Records from a data collection:
[Start of Attachment]

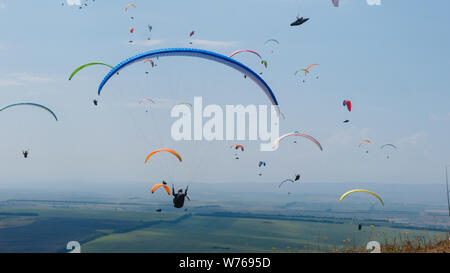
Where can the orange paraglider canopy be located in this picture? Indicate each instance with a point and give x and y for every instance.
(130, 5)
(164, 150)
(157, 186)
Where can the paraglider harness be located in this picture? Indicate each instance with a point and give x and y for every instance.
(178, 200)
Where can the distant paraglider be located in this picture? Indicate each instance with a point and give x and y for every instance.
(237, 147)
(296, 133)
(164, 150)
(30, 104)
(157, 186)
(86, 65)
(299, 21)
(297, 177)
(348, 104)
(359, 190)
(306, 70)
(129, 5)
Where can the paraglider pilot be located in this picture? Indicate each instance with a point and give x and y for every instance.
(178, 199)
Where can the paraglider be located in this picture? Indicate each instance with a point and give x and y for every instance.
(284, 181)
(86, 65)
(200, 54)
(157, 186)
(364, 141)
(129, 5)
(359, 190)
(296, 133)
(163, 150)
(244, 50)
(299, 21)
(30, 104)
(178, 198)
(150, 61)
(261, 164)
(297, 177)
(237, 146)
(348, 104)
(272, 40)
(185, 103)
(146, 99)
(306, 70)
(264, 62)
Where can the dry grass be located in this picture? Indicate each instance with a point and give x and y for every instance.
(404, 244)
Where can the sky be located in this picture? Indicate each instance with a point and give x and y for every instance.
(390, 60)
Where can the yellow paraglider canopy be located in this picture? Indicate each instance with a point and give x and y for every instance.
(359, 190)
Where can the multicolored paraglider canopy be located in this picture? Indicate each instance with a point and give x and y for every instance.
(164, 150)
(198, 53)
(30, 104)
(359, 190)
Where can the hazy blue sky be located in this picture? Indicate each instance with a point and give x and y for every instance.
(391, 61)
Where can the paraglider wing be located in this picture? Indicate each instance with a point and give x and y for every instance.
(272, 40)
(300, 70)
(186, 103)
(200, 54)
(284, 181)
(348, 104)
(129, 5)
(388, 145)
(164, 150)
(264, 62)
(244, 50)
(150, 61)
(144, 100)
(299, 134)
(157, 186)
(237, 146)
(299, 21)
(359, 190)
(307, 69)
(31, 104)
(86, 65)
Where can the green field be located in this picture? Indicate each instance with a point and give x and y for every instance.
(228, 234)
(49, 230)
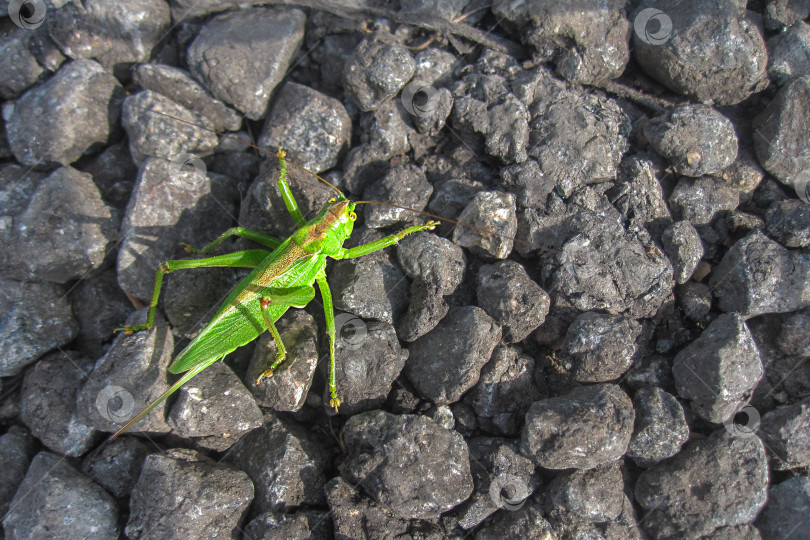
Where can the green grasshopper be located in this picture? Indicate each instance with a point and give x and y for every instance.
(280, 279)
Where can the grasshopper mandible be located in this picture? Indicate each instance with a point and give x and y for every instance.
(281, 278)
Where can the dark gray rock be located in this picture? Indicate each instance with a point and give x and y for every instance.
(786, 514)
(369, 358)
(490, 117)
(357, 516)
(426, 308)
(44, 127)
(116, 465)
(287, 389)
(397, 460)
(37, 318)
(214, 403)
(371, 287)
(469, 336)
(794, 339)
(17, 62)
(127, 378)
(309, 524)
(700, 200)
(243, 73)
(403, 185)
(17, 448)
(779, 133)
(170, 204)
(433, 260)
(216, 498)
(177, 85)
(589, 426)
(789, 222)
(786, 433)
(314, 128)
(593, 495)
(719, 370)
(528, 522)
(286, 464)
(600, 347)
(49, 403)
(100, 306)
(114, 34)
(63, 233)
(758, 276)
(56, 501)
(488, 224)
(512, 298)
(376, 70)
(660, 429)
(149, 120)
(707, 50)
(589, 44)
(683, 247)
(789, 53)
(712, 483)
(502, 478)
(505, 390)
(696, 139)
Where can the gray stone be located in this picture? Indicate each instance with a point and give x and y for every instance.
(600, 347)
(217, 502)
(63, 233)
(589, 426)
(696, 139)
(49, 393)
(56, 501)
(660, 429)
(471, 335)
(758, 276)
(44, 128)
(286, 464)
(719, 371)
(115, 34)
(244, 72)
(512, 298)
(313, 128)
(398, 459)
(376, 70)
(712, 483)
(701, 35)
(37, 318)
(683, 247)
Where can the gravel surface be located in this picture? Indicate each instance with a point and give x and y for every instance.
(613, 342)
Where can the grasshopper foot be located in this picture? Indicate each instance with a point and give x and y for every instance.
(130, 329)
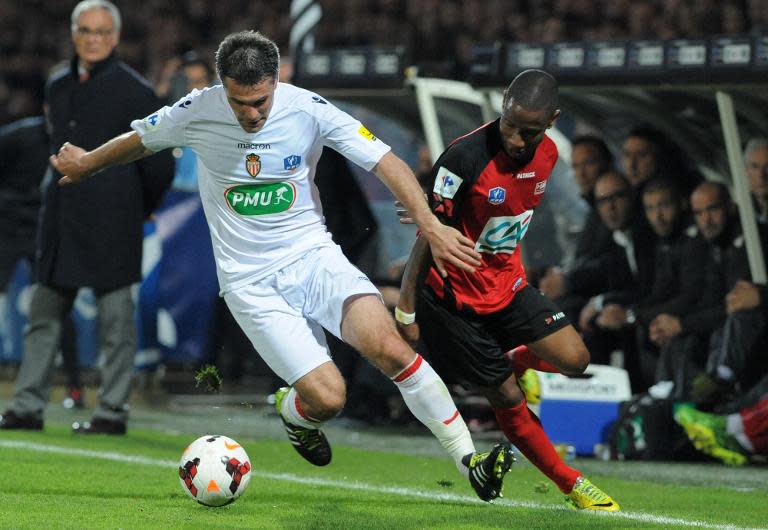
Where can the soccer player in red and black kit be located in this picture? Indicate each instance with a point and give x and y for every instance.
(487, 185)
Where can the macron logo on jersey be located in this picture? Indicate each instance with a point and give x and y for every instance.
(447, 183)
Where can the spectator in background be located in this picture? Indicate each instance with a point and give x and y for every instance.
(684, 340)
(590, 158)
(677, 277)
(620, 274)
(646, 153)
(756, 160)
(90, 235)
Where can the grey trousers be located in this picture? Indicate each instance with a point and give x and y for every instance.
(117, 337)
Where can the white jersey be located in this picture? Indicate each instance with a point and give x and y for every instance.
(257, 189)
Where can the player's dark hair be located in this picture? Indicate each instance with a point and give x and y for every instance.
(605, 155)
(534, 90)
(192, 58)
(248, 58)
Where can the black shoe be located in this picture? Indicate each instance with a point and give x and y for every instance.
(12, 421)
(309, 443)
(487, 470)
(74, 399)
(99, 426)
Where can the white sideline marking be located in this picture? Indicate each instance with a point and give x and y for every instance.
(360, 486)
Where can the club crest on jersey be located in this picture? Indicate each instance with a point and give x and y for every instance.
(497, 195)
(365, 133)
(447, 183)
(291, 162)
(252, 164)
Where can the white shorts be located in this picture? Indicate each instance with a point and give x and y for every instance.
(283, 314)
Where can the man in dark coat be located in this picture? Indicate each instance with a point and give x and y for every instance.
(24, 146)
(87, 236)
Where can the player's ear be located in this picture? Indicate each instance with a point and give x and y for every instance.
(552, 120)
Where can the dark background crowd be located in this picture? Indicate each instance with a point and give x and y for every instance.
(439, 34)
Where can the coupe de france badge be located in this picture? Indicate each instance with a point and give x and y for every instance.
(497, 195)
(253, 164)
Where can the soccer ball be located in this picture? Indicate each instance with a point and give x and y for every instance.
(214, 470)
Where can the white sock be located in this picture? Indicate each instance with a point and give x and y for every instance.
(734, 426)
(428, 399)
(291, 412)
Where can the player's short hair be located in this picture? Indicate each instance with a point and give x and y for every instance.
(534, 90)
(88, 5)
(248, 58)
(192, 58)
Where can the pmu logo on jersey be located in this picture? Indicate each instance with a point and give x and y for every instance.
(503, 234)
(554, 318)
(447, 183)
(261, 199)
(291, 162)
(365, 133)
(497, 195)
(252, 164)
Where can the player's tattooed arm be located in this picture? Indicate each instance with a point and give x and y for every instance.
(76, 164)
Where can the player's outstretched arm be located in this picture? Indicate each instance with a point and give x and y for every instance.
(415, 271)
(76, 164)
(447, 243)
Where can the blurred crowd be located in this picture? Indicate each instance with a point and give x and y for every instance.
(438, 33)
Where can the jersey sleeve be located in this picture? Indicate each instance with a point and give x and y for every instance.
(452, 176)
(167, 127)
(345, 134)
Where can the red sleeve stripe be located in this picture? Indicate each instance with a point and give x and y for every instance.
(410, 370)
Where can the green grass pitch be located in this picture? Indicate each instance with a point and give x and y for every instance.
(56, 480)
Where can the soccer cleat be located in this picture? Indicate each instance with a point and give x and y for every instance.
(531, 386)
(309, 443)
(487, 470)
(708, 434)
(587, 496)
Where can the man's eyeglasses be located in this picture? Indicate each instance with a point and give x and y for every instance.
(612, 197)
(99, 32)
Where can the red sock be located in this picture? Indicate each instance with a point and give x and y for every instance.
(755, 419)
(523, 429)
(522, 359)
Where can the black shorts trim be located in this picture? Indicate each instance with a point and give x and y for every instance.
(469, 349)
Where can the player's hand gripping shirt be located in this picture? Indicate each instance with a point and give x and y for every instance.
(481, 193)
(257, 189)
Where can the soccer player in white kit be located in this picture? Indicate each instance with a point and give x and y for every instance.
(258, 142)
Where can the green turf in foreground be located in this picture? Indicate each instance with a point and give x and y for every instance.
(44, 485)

[End of Attachment]

Your assignment: Exact copy, pictures excluded: restate every record above word for word.

Output:
Where can the orange paraglider canopy be located in this picture? Indicate each instance with a point and give x and y for every instance.
(130, 5)
(164, 150)
(157, 186)
Where can the paraglider harness be located in this picture? Indicate each instance with a point and give x and y for every instance.
(178, 200)
Where can the distant paraglider be located in this picture? Indicate each instance with a point and give x and y for every instance.
(237, 147)
(296, 133)
(164, 150)
(30, 104)
(157, 186)
(86, 65)
(299, 21)
(297, 177)
(348, 104)
(359, 190)
(306, 70)
(129, 5)
Where can the paraglider pilot be located in this picture? Indicate each instance with a point and give x and y for every instance.
(178, 199)
Where can the paraglider be located in this picture? Indicate each instance with a point and give x and y for every instance.
(284, 181)
(86, 65)
(200, 54)
(157, 186)
(364, 141)
(129, 5)
(359, 190)
(296, 133)
(163, 150)
(244, 50)
(299, 21)
(30, 104)
(178, 198)
(150, 61)
(261, 164)
(297, 177)
(237, 146)
(348, 104)
(272, 40)
(185, 103)
(146, 99)
(306, 70)
(264, 62)
Where can the dry grass be located in this picture? Indicate each instance with a point and give x and y for every instance.
(404, 244)
Where can the sky be located in this picture? Indicate each instance with a point and give x and y for every instance.
(390, 60)
Where can the yellow paraglider canopy be located in this picture? Indicate each instance with a point and give x and y for every instance.
(359, 190)
Where can the multicolored paraglider canopy be located in this picture? Indicate each instance with a point and give x and y for every instance.
(164, 150)
(198, 53)
(30, 104)
(359, 190)
Where can the hazy blue sky be located in this picture? Indicate each instance with a point and give x and y for every instance.
(391, 61)
Where can the paraglider wing be located in this picture? Indicate each instance with a point and give x and y for every instance.
(272, 40)
(300, 70)
(186, 103)
(200, 54)
(284, 181)
(348, 104)
(129, 5)
(388, 145)
(164, 150)
(264, 62)
(244, 50)
(150, 61)
(144, 100)
(299, 134)
(157, 186)
(237, 146)
(299, 21)
(359, 190)
(307, 69)
(31, 104)
(86, 65)
Where can the green field be located in this picture? Indicate each instance with a point and give x and y for every instance.
(228, 234)
(49, 230)
Where can the green grasshopper be located in this picture? Indicate each instance with a point and give x and y for every instance.
(280, 279)
Where can the grasshopper mandible be located in this picture? Indicate each instance with a point and give x and y for every instance.
(281, 278)
Where can the dark gray rock be located in this picture? Indicate each instance with a point and give x and y for every instance.
(786, 514)
(369, 358)
(490, 117)
(357, 516)
(426, 308)
(44, 127)
(116, 465)
(287, 389)
(397, 460)
(37, 318)
(214, 403)
(371, 287)
(469, 336)
(794, 339)
(17, 62)
(127, 378)
(309, 524)
(700, 200)
(243, 73)
(403, 185)
(17, 448)
(779, 133)
(170, 204)
(433, 260)
(216, 498)
(177, 85)
(589, 426)
(789, 222)
(786, 433)
(314, 128)
(593, 495)
(719, 370)
(528, 522)
(286, 464)
(600, 347)
(49, 403)
(100, 306)
(114, 34)
(63, 233)
(758, 276)
(56, 501)
(488, 224)
(512, 298)
(376, 70)
(660, 429)
(149, 120)
(707, 50)
(589, 44)
(683, 247)
(789, 53)
(712, 483)
(502, 478)
(505, 390)
(696, 139)
Where can the gray stone be located in this picture? Indicate each instance with a point and give x and y for every instance.
(600, 347)
(217, 502)
(63, 233)
(589, 426)
(696, 139)
(49, 393)
(56, 501)
(660, 429)
(471, 335)
(758, 276)
(44, 128)
(286, 464)
(719, 371)
(115, 34)
(244, 72)
(512, 298)
(313, 128)
(398, 459)
(376, 70)
(712, 483)
(701, 35)
(37, 318)
(683, 247)
Where can the gravel surface be located in this picture? Indicate each instance with a point and give x and y for every instance.
(613, 342)
Where can the grasshopper foot be located in this picture? Indicate each instance with a point and give x and y for every instance.
(130, 329)
Where can the soccer player in red and black kit be located in this picture? Indicate each instance with a point and give x and y for every instance.
(487, 185)
Where can the macron logo on jersey be located in this picture? Indicate each instance with a point and give x and y for every instance.
(447, 183)
Where can the spectator in background be located in this picture? Indicate each instance with a point and give x and y for every instance.
(684, 340)
(590, 158)
(677, 277)
(620, 274)
(646, 153)
(756, 160)
(90, 235)
Where can the grey trousers be located in this picture? Indicate each instance with a point and give x and y for every instance.
(117, 337)
Where can the white jersey be located in this picture? Indicate each instance with a point and give x and y for every instance.
(257, 189)
Where can the player's dark hair be located in this picture? Indicate each instance with a point and give x and y for every instance.
(605, 155)
(534, 90)
(192, 58)
(248, 58)
Where can the black shoe be located in this picture? Indicate each instance with a point and give x and y for every instance.
(12, 421)
(309, 443)
(487, 470)
(74, 399)
(99, 426)
Where can the white sideline marking be located in this picture? Indicate each instance with a point and give x and y for every instance.
(360, 486)
Where can the club crest on jersey be located in this picture? Indicate each instance with a point and give x and y for every instance.
(497, 195)
(365, 133)
(447, 183)
(291, 162)
(252, 164)
Where can the white shorts be located in this picture? Indicate each instance with a point and give x and y for every instance.
(283, 314)
Where can the man in dark coat be located in this picture? Indicate each instance with a point and give x and y for every instance.
(24, 146)
(87, 236)
Where can the player's ear be located in this picture? Indicate each instance with a point and give x and y for every instance.
(552, 120)
Where can the dark background crowd be located in this picture? Indicate each instance with a point and give x and y for every instance.
(439, 34)
Where can the coupe de france badge be located in this picture? Indicate each instance with a point and give x and y for every instance.
(497, 195)
(253, 164)
Where can the soccer ball be located in this picture? Indicate each instance with a point and give x and y for every instance.
(214, 470)
Where can the white sock be located in this picture? Indicate each instance with a point and give x and y for every instance.
(734, 426)
(428, 399)
(291, 412)
Where can the player's short hair be located in this picture? Indicate each instance with a point and give x and y for every instance.
(534, 90)
(88, 5)
(248, 58)
(192, 58)
Where can the pmu logo on jersey be located in this picture? Indicate each instance with a point and give x and y for every instance.
(503, 234)
(554, 318)
(447, 183)
(261, 199)
(291, 162)
(365, 133)
(497, 195)
(252, 164)
Where can the player's tattooed arm be located in this picture? Indicate each instance with a point and give x and y for every instance.
(76, 164)
Where can the player's outstretched arm be located in this picture? Indicate each instance with a point and give x and y for every instance.
(415, 271)
(76, 164)
(447, 243)
Where can the blurred crowd be located in this picture? Indicate each instance with a point and give x and y for every instance.
(438, 33)
Where can the jersey sleeve be located in this picture? Indicate each instance with a point and give x and y for every instance.
(452, 176)
(167, 127)
(345, 134)
Where can the red sleeve stripe be located in this picture? Indicate each instance with a point and give x and y for every instance.
(410, 370)
Where can the green grass pitch be located in this picture? Indicate each instance with a point and give x and y for every instance.
(56, 480)
Where can the soccer cleat be located in this picture? Indicate each instance with a point and give x and y for every instance.
(531, 386)
(309, 443)
(487, 470)
(708, 434)
(587, 496)
Where can the man's eyeglasses be located in this picture? Indicate each instance with a point and give x and y for every instance.
(612, 197)
(99, 32)
Where can the red sock be located in this picture? Indicate each instance with a point and give x and y for every instance.
(755, 419)
(523, 429)
(522, 359)
Where can the black shorts trim be located in this picture? Indicate each instance with a point and give x and y for every instance.
(469, 349)
Where can the player's hand gripping shirt be located in this picture? Indicate each instance with a point and give x and y for every instance.
(481, 193)
(257, 189)
Where can the soccer player in white kit be located in this picture? Indicate each instance with a point and give x and y for every instance.
(258, 142)
Where can the green turf in foreground be located in this picture? Indicate each instance with a point and give x and y for every instance.
(44, 485)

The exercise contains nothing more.